Exercise requirements: Copy out the records below with every "Point out" changed to "Mark" and nothing else touched.

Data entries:
• • • • •
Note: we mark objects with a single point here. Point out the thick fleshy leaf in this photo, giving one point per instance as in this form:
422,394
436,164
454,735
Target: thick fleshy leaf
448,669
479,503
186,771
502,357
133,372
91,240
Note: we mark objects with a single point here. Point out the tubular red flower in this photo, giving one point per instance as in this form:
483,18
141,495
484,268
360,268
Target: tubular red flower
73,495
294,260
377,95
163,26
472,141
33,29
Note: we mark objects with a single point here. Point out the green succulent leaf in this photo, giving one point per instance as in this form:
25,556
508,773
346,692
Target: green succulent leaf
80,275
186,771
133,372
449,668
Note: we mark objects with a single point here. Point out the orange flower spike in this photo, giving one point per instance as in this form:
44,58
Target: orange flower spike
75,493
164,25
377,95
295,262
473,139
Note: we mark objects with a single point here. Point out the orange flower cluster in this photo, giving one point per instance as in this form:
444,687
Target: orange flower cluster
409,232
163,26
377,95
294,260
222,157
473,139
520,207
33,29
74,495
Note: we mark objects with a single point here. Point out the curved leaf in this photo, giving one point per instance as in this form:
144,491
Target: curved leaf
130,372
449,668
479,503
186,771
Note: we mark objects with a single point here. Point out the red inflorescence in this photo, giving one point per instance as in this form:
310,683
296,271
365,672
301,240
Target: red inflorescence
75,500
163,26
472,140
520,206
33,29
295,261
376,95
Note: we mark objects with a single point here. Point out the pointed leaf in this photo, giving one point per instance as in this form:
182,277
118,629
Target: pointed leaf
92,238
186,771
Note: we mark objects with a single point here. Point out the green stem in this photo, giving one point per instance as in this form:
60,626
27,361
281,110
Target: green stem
• • • • •
Final result:
Note: we mark objects with a single point here. Mark the thick fleshy leaf in this photo, giving one point per instance as in this form:
422,394
436,164
454,735
Target: thick fleshy leaf
448,669
479,503
186,771
502,357
133,372
91,240
Note: we mark objects with a single point here. Mark the tubular red flower in this photo, giving one point per instance as in this form:
483,18
141,495
484,268
360,268
Target: tubular red flower
73,495
294,260
377,95
163,26
472,141
33,29
Note: we mark objects with a single point here. Mark the green succulent leaf in this photo, giving one point per instance as in this form:
25,556
508,773
346,692
Target: green succulent leaf
80,275
186,771
133,372
449,668
Note: we mark objects with a single point here. Mark the orange flower spike in this photo, giving one point per instance as in this form:
44,58
Target: orange flower spike
75,493
164,25
377,95
295,262
473,139
Note: we mark objects with a single point here. Mark the orange flower cluster in this photo, giving one point per instance as in this form:
444,687
Target: orange flower cluster
409,232
163,26
377,95
294,260
222,157
473,139
520,207
33,29
74,495
Note: we mark objects with a single point here. Mark the curved leaf in this photo, giving one point per instance as in this form:
144,491
Target: curved leaf
130,372
449,668
479,503
186,771
Note: we mark objects with a single point here. Mark the red inflorescence in this photo, giving one point per instance as in this form:
310,683
296,271
365,672
301,240
Target: red inflorescence
75,500
163,26
472,140
520,206
33,29
295,261
376,95
Note: we mark objects with a single point here. Mark the pointed leaf in this photo, giving one point per instance as in this form:
182,277
118,629
Target: pointed leaf
92,238
186,771
Note: we mark objects with a single point here. Mark the green stem in this photo, giving one point per instance as in this form:
60,626
27,361
281,110
Target: green stem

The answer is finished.